## DA FARE
1 > Nel testo sulla Parola e la Chiesa, a chi affida Paolo gli anziani di Efeso prima di partire per Gerusalemme?
2 > Prosegui il testo sulla Parola e la Chiesa a partire dalla sua ultima frase.

## TESTO ESTRATTO
-*-
Il suo desiderio è che questa ricorrenza “possa far crescere la familiarità con la Scrittura”, passaggio indispensabile per dar ragione a un consapevole itinerario di fede.
Paolo agli anziani di Efeso, nel momento in cui si commiata da loro partendo per Gerusalemme, sapendo che non li vedrà più, dice: “Ed ora vi affido a Dio e alla parola della sua grazia” (At 20, 32).
Il Vaticano II usa proprio questo testo nella Dei Verbum (Il documento del Vaticano II sulla Bibbia) per sottolineare l’efficacia della Parola e la sua preminenza rispetto alla Chiesa.
Non la chiesa padrona della Parola, ma umile strumento in un cammino di discernimento della volontà di Dio
Realmente l’espressione riportata dagli Atti appare paradossale perché Paolo non affida la Parola agli anziani (la chiesa), ma affida loro alla Parola. È la potenza della parola della grazia che ha in sé il potere di “edificare e procurare l’eredità”, cioè la salvezza.
Quindi, non la chiesa padrona della Parola, ma umile strumento in un cammino di discernimento della volontà di Dio.
-*-
## DATI FORNITI
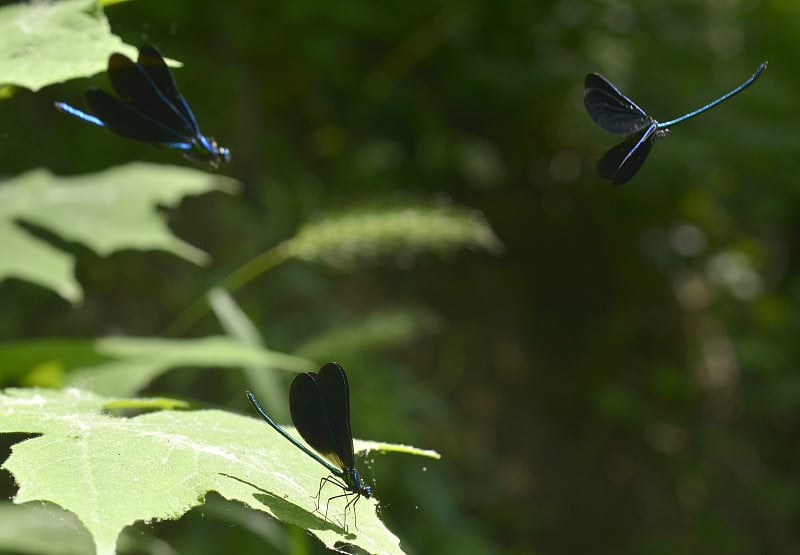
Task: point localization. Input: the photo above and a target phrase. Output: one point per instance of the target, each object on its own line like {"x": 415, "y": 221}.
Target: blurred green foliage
{"x": 621, "y": 379}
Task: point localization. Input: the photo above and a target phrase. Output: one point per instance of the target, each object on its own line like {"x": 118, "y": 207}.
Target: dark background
{"x": 621, "y": 379}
-*-
## RISPOSTE AI COMPITI
1 > A Dio e alla parola della sua grazia.

2 >
Accostiamoci ad essa con “timore e tremore”, mettendo a nudo la nostra strutturale miseria, perché la Parola sempre ci supera, con una puntuale attenzione al testo biblico, alla sua struttura, alla sua interiore organicità, alla sua realtà insieme storica e meta-storica, alla sua immanente santità.
Ma cos’è la Parola?
È il modo in cui Dio entra nella storia e si relaziona con le sue creature.
“Lampada ai miei passi, luce sul mio cammino” (Sal 119, 105).
In principio era la Parola
Così inizia il IV Vangelo con questo solenne portale di ingresso.
Parola, Dabar, Logos,Verbum, nel suo denso significato di rivelazione, di vita, di verità.
La Parola, ancor prima della creazione, è colei che rompe il silenzio, ricompone il caos, vince le tenebre, e prende dimora in mezzo a noi
La Parola, ancor prima della creazione, è colei che rompe il silenzio, ricompone il caos, vince le tenebre, e prende dimora in mezzo a noi.
Tutto accade per mezzo di lei.
È Parola che crea, fa, agisce, archetipo di tutto quanto avviene e avverrà.
Dall’arché iniziale, a-temporale, dalla relazione con Dio, la Parola entra dentro le coordinate storico-geografiche di ogni tempo diventando res, cosa, vita, pensiero, azione, fino a farsi sarx, carne, nel grembo di Maria.
Il Verbo si fece carne e venne ad abitare in mezzo a noi
“Carne”: debole, fragile, limitata, impotente (Bonoeffer), per condividere in tutto la nostra condizione.
La potenza dell’impotenza!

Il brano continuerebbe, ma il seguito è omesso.